What you have to do: Rewrite every row below, putting "fortress wall" wherever "stone wall" occurs and keeping all other text as it is.

Dataset content:
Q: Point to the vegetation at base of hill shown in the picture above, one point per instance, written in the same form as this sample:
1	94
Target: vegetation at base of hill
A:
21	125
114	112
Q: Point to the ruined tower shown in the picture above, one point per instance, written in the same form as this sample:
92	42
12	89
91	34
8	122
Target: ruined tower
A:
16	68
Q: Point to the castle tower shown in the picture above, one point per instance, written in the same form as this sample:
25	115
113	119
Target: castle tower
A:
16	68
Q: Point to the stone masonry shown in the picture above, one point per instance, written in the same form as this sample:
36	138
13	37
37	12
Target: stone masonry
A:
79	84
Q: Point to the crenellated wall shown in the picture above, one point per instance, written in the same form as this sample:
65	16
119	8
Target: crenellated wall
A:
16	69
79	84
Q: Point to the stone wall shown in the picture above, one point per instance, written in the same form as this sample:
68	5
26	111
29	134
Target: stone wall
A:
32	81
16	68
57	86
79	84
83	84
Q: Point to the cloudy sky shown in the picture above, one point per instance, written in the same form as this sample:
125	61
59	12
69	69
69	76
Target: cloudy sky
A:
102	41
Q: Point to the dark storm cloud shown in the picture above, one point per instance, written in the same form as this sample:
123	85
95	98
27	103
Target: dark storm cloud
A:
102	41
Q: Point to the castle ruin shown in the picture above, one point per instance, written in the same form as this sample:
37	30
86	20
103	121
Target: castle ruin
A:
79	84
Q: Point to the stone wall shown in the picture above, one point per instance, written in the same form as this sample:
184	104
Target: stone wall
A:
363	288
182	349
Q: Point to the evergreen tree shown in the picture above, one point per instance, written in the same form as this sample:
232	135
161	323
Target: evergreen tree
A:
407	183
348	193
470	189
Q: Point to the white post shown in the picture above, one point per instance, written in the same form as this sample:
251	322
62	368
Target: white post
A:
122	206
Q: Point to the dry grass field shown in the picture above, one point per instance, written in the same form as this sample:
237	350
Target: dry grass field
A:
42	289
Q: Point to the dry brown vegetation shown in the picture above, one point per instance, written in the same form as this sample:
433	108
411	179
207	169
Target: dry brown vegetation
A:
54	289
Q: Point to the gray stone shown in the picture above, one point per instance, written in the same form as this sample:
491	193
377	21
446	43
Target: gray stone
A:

Written solution:
Q: Point to the vegetation at base of hill shown in the picture above, one point per instance, written in the same form as this sample:
1	94
Target: vegetation at base of hill
A:
21	125
114	112
Q: Point to the ruined tower shown in the picture above, one point per instance, written in the same form as this sample:
92	42
12	89
91	34
8	122
Target: ruined tower
A:
16	68
Q: Point to the castle tower shown in the picture above, one point per instance, written in the same form as this sample:
25	115
113	119
Target: castle tower
A:
16	68
Q: Point to the stone masonry shown in the picture above, one point per instance, written in the same form as this sample:
36	138
13	37
37	12
Target: stone masonry
A:
79	84
Q: Point to the crenellated wall shown in the picture above, one point per instance, written in the same form as this sample:
65	16
119	8
Target: crenellated wall
A:
16	69
79	84
Q: Point to the fortress wall shown in the picture above, one point per instance, written in the same form as this sample:
68	5
26	111
29	134
Target: fortress wall
A:
32	81
16	68
57	86
79	84
83	84
Q: Point to the cloudy sky shown in the picture above, one point per instance, written in the same form as this sample:
125	61
59	12
69	69
69	76
Target: cloudy sky
A:
102	41
Q: Point to the dark storm cloud shown in the picture above, one point per instance, written in the same form as this sample:
123	85
95	98
27	103
Target: dark storm cloud
A:
102	41
Q: Point to the castle ruin shown in the picture above, one point per instance, written in the same form as this sample:
37	30
86	20
103	121
Target: castle ruin
A:
79	84
Q: Point to the fortress wall shown in the picture above, one point per instance, written in the same form as this sample:
184	104
Target: fortress wall
A:
363	288
182	349
Q: Point to the evergreen tree shown in the picture above, one point per instance, written in the same form as this sample:
232	135
161	323
Target: evergreen tree
A:
407	183
348	193
470	189
Q: Point to the white post shown in the picture above, one point per instance, written in the same form as this sample:
251	322
62	368
Target: white post
A:
122	206
Q: Point to the dry grass field shown in the picture above, one point per instance, written in the same form as this sample:
237	350
Target: dry grass field
A:
42	289
Q: Point to the dry brown vegetation shown in the picture above, one point per instance, written in the same form as this sample:
433	108
411	179
207	169
Target: dry brown vegetation
A:
54	289
Q: Point to the gray stone shown in the picture above, one point per instance, written in the same form as this sample:
491	193
377	21
446	43
Target: gray stone
A:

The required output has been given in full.